§ **Excerpt**
Thursday, May 19, 2022

Your Earliest Memory

 

Your Earliest Memory?

  • by Dixie Dawn Miller Goode on May 19, 2022

I have scattered childhood memories, a dog, an airedale, that we lived 
next to in Cheyenne that “guarded me from my parents in our front yard, 
until the owner came home. We moved from there when I was two. 
I remember going to the house I mainly grew up in in Cody, when 
it wasn’t our house yet, and playing with a boy and girl who lived there, 
and I remember a blue plastic pool filled with stuffed animals in the red 
house we rented in between Cheyenne and home owning in Cody. 
But those are brief and tied only to places or times I can use to anchor
 when the memory is from.
Do you ever remember, remembering something and yet, 
no longer remember the actual event?
 When I was very young, my grandfather’s brother, Clarence,
 was grilling chicken on a backyard BBQ grill and we smelled it 
as we arrived, and instead of going through the house as we usually did, 
I ran around to the side gate and entered the backyard 
with wet laundry billowing on the clothes line, and he turned
 from the Smokey grill and shouted, “it’s the birthday girl!”

§ **Instructions**
1 - In the memory essay, what breed was the dog the writer lived next to in Cheyenne?
2 - Rewrite the memory essay from "I remember going" up to and including "the actual event?", replacing "stuffed animals" with "rubber ducks".
3 - Extend the memory essay by continuing it from the point where it stops.

Stored records
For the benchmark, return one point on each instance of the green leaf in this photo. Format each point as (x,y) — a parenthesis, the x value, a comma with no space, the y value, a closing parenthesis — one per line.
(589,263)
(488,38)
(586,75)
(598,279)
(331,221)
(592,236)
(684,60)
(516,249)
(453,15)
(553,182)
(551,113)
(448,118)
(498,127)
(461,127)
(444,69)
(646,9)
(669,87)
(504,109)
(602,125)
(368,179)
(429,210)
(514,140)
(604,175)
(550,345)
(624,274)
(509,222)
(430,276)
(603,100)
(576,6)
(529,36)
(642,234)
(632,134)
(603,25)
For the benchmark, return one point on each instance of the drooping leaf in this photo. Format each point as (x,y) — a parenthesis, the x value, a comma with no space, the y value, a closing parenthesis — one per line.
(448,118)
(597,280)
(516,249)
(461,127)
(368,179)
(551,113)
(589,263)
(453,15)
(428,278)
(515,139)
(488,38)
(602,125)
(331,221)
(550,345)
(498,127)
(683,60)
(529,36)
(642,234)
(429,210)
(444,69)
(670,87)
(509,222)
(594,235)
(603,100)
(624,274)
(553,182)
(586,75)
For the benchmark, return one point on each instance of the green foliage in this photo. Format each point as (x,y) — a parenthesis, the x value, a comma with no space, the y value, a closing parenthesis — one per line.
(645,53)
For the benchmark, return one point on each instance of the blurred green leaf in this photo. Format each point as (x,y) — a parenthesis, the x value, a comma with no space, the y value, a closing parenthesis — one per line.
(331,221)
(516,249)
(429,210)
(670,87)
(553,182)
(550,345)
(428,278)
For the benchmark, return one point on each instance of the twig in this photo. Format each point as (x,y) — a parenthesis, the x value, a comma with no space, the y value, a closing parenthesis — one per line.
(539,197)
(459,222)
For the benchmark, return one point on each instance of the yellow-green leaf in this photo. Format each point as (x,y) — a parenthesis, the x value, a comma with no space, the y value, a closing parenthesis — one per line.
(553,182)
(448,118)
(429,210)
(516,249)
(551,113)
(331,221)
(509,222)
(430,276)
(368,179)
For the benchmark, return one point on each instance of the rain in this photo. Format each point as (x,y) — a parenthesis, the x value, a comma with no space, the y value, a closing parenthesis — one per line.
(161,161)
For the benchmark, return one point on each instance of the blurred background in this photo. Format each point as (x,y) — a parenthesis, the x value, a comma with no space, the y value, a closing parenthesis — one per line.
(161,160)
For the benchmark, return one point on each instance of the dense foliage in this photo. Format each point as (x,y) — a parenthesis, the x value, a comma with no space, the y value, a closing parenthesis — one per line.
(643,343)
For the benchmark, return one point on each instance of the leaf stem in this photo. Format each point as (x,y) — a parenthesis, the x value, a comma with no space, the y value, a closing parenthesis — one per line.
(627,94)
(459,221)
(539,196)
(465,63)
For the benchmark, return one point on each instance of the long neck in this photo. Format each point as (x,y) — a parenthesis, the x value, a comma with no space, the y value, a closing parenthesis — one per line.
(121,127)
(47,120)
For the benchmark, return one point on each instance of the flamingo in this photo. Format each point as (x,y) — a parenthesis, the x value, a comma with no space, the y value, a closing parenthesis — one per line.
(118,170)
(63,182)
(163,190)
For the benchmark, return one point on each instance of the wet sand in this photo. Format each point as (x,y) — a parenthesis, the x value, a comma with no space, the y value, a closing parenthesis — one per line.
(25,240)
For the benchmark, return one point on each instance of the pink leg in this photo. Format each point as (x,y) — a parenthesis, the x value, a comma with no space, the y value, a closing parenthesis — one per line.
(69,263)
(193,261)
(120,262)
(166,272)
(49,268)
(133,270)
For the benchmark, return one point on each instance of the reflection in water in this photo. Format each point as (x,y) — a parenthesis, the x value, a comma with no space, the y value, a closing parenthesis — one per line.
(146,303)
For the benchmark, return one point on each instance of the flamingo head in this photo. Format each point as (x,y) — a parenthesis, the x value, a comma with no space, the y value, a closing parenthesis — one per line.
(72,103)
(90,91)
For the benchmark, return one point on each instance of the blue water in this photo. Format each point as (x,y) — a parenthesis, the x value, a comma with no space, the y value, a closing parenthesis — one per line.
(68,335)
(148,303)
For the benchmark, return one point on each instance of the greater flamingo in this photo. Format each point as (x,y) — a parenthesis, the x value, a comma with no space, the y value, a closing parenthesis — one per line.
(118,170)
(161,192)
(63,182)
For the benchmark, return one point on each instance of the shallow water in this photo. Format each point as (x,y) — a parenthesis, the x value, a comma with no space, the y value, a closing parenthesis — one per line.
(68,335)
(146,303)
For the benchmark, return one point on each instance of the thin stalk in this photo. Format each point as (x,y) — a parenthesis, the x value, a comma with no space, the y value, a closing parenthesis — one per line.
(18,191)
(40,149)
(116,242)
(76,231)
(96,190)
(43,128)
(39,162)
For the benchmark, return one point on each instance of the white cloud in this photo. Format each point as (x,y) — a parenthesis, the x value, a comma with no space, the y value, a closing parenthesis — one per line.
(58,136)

§ **Expected responses**
1 - An Airedale.

2 -
I remember going to the house I mainly grew up in in Cody, when 
it wasn’t our house yet, and playing with a boy and girl who lived there, 
and I remember a blue plastic pool filled with rubber ducks in the red 
house we rented in between Cheyenne and home owning in Cody. 
But those are brief and tied only to places or times I can use to anchor
 when the memory is from.
Do you ever remember, remembering something and yet, 
no longer remember the actual event?

3 -
Years later, watching my moms silent, black and white 8mm home movies,
 “You won’t remember my Uncle Clarence, because he died when you 
were too young.”
 I argued with her, describing all those details I just mentioned, while her
 little movie only showed him bringing a platter of chicken over
 to the table. But a couple years after that, I remembered watching
 the movie, and the words I had used to tell her about that early birthday, 
but I no longer actually remembered that backyard picnic,
 or that strong man who I knew was happy to see me.
Now my only memories of him are of the fast moving cancer. 
I remember riding along when Mom picked him up and drove him to Dr. appointments. I remember when he was too weak to shift his legs and he asked my Dad to cross his legs for him because he’d been in the same position too long and was hurting.










Thinking back, from this aged place of 58, to that early, probably about age three, birthday, and the people who always have surrounded me each year, with love and fun times and celebrating my birth. I realize that I’ve been so blessed. My family members here today, and those back then are all different people, but that thread of family that connects us, is a thread of love generations long.